Exercise task 1:
Which functions written with parentheses appear in the mailing list post below? List each one.

Extract:
****
Re: [RFC PATCH v2 0/5] mm: extend memfd with ability to create "secret" memory areas

James Bottomley <jejb@xxxxxxxxxxxxx> · Fri, 17 Jul 2020 07:43:51 -0700

On Fri, 2020-07-17 at 10:36 +0200, Pavel Machek wrote:
> Hi!
> 
> > This is a second version of "secret" mappings implementation backed
> > by a file descriptor. 
> > 
> > The file descriptor is created using memfd_create() syscall with a
> > new MFD_SECRET flag. The file descriptor should be configured using
> > ioctl() to define the desired protection and then mmap() of the fd
> > will create a "secret" memory mapping. The pages in that mapping
> > will be marked as not present in the direct map and will have
> > desired protection bits set in the user page table. For instance,
> > current implementation allows uncached mappings.
> > 
> > Hiding secret memory mappings behind an anonymous file allows
> > (ab)use of the page cache for tracking pages allocated for the
> > "secret" mappings as well as using address_space_operations for
> > e.g. page migration callbacks.
****
The data:

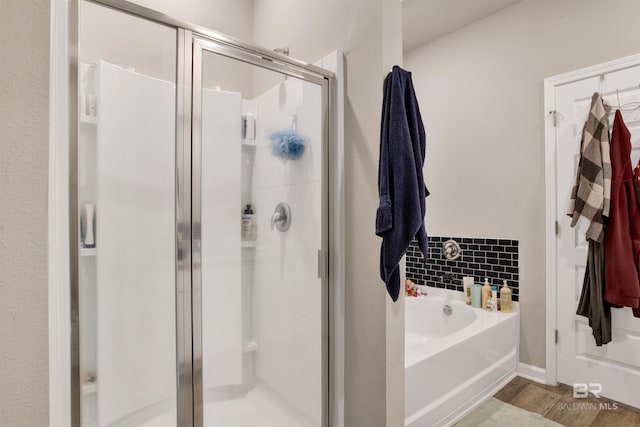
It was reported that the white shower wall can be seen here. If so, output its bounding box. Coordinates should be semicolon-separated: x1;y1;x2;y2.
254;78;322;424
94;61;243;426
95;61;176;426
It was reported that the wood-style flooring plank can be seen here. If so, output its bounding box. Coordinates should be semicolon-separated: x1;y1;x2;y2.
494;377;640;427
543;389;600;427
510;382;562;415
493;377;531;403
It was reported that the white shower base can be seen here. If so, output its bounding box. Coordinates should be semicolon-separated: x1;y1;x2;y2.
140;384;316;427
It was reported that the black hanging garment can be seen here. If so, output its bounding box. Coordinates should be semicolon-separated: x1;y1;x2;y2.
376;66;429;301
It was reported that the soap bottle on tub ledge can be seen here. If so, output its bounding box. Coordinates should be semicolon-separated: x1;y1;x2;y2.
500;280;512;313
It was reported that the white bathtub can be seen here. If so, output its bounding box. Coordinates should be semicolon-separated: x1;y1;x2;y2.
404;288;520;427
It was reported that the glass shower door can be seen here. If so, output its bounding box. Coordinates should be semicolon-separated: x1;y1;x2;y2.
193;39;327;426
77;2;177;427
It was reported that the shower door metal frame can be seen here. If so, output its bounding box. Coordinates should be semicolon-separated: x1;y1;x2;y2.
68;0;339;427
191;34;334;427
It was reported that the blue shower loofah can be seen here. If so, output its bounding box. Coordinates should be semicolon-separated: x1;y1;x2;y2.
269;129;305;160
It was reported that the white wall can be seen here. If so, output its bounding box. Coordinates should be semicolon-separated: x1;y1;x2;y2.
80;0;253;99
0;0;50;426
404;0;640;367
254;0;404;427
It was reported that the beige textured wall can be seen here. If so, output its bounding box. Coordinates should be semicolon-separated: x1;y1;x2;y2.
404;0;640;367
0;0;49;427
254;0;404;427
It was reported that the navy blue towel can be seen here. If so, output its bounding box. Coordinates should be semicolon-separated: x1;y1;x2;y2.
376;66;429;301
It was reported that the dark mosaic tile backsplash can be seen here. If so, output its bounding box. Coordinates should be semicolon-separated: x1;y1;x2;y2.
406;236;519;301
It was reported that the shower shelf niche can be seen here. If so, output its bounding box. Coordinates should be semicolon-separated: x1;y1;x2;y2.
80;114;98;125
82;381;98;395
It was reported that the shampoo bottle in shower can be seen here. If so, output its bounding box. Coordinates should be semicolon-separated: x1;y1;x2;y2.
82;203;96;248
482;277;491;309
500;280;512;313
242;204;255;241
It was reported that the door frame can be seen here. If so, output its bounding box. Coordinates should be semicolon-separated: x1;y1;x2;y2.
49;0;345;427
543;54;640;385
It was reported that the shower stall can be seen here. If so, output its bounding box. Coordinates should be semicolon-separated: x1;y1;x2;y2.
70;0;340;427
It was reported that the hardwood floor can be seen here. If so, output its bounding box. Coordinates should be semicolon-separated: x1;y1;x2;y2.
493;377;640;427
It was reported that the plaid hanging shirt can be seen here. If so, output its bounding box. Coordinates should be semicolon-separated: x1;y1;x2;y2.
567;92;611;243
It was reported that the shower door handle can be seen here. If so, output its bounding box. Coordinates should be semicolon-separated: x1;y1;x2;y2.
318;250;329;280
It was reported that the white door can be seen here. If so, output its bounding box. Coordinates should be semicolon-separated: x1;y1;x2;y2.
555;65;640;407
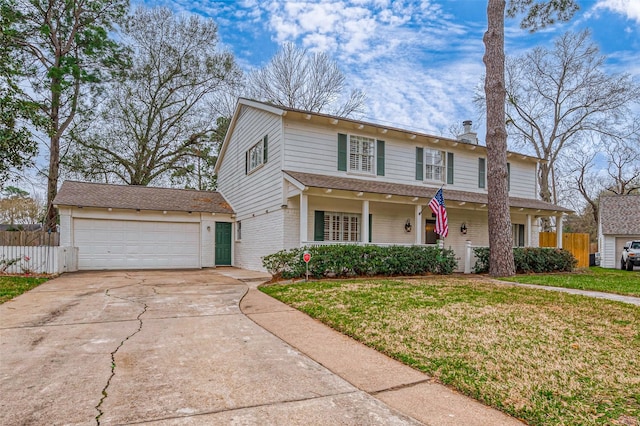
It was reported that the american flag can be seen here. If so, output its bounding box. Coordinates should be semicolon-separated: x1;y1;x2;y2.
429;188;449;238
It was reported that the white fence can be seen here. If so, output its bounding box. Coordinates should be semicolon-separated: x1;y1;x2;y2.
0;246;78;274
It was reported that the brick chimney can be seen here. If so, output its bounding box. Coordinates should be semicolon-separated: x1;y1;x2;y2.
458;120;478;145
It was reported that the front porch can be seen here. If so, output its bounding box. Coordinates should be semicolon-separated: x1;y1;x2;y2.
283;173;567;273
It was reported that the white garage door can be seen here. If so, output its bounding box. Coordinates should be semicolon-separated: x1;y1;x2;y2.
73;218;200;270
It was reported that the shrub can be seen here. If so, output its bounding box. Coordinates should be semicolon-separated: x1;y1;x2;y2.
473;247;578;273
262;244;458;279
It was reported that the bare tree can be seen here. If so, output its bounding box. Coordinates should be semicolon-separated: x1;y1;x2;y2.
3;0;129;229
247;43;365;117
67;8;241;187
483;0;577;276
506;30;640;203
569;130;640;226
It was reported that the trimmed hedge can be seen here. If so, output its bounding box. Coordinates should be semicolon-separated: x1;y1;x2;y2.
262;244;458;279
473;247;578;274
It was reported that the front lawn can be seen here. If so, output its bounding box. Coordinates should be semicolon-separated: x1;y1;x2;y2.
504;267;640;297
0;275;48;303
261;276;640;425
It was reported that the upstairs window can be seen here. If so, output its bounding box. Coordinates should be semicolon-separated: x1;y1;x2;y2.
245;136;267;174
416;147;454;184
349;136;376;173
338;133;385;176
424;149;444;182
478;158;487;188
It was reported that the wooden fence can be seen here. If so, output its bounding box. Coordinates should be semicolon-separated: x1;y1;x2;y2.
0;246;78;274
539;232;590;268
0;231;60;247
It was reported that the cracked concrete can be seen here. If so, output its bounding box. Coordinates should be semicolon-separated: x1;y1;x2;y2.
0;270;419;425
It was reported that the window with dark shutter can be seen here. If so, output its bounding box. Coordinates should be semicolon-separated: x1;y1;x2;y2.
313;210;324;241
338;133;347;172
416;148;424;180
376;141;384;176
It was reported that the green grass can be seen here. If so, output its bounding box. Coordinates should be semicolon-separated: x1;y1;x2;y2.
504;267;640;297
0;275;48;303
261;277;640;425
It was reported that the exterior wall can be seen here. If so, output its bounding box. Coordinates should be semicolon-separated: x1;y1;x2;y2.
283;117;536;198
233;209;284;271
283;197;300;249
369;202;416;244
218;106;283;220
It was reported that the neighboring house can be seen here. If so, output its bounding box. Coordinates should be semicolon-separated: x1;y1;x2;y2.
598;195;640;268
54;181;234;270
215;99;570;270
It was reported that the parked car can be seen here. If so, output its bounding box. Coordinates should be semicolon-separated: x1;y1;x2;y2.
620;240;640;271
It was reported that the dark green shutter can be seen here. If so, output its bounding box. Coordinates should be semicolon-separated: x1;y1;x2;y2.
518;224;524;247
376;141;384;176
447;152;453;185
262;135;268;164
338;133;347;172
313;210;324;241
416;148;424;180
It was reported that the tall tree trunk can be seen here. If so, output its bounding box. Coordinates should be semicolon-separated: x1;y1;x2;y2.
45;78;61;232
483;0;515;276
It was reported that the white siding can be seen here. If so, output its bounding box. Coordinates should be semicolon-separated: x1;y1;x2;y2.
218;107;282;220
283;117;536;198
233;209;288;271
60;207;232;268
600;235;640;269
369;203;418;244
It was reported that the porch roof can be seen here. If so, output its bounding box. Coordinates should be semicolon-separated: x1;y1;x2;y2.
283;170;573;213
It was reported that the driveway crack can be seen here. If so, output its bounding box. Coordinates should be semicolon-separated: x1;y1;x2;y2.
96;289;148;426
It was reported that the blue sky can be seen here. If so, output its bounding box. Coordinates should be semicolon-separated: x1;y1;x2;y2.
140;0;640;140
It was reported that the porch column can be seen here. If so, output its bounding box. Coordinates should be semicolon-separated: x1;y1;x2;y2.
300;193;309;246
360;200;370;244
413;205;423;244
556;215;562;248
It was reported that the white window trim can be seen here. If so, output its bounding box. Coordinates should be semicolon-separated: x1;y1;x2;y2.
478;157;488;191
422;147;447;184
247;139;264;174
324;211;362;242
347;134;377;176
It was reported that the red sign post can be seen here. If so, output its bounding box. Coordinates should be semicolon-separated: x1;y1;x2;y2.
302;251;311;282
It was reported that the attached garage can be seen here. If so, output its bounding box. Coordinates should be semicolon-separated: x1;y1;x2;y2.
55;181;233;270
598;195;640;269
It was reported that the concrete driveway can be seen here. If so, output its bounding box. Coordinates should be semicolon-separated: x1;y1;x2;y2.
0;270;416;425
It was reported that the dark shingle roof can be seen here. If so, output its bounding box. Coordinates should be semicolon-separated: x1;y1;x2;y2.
****
Exercise task 2:
Which lines of the entries above contain the word "front"? Copy each of them.

Worked solution 1:
memfd_create()
ioctl()
mmap()

Worked solution 2:
It was reported that the front porch can be seen here. If so, output its bounding box. Coordinates should be semicolon-separated: x1;y1;x2;y2.
It was reported that the front lawn can be seen here. If so, output its bounding box. Coordinates should be semicolon-separated: x1;y1;x2;y2.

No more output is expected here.